Provided passage ->
= Beginning of Section =
Salesforce (CRM 1.49%) is looking to take its dominant position in enterprise software solutions for sales and marketing, customer service, and data management, and help businesses harness the power of AI within those systems. Its solution is called Agentforce, which rolled out late last year. Agentforce allows businesses to use their data and systems to create AI agents that can make decisions and take actions without human intervention.

The company has signed around 8,000 Agentforce contracts as of the end of May. It's producing annual recurring revenue of around $100 million. When combined with its data management solutions, it's a $1 billion business just a few months after launching.

That said, it's still just a small part of Salesforce's overall business. Management expects sales to top $41 billion this year, with an operating margin of 34%. That's supported by stable subscription revenue from its core enterprise software offerings.

Despite strong earnings results and raising its full-year outlook last month, investors sent the stock price lower following its most recent earnings report. There could be a couple of reasons. Management announced the acquisition of Informatica for $8 billion, increasing execution risk for the business. If the acquisition doesn't meaningfully accelerate its data management business, investors could see it as a waste of money.

The other detail that came in below expectations was its remaining performance obligations. But strong uptake in Agentforce and management increasing its full-year guidance should offset the weakness there.
= End of Section =
What you have to do ->
List every dollar amount that appears in the Salesforce passage above.

Supplied material ->
= Beginning of Section =
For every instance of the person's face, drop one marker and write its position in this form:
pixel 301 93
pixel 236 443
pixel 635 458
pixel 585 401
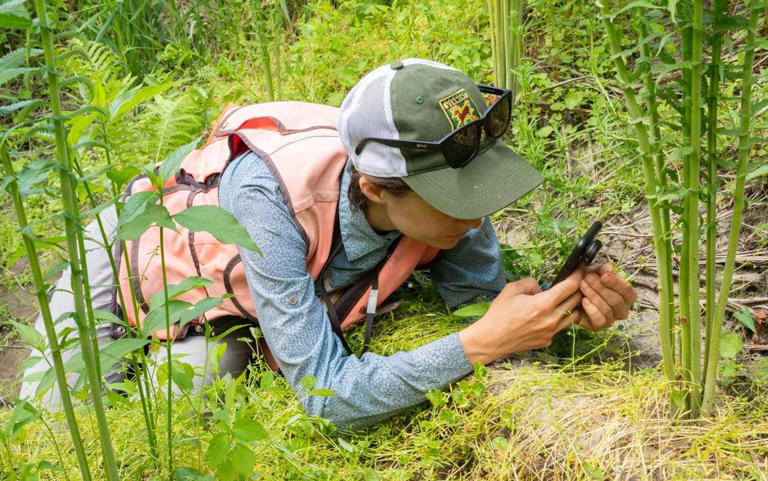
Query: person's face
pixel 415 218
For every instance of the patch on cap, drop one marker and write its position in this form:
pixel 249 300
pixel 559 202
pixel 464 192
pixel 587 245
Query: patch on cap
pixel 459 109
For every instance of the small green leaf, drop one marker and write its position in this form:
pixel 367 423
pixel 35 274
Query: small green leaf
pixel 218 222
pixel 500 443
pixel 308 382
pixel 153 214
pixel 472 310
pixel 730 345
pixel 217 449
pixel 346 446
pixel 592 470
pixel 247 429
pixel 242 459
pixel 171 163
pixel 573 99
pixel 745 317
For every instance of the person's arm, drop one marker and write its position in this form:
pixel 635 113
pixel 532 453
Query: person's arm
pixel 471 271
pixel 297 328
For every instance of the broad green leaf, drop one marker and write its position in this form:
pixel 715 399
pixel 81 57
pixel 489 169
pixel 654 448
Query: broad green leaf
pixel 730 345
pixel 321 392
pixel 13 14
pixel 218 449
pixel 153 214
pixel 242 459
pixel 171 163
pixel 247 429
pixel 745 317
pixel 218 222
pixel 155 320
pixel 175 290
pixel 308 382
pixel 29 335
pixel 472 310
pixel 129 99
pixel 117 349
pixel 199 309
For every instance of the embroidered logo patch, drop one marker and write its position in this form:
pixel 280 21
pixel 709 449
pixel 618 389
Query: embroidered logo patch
= End of Section =
= Beginning of Section =
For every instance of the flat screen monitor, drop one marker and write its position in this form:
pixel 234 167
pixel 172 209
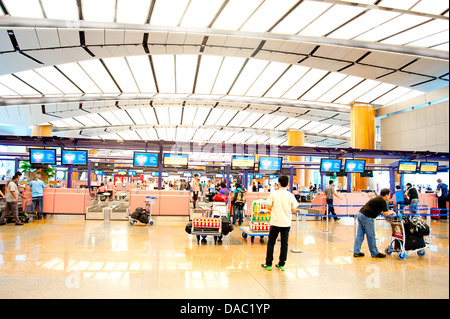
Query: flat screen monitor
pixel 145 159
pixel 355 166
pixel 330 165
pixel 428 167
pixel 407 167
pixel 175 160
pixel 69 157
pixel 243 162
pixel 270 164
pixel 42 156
= End of Section =
= Beginning of Section =
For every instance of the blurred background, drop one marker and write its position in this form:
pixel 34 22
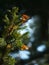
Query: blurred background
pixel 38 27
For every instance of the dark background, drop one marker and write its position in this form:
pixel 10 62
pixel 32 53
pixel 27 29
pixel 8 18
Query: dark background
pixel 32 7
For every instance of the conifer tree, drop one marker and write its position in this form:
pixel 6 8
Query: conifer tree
= End of Section =
Answer to this problem ->
$100 million, $1 billion, $41 billion, $8 billion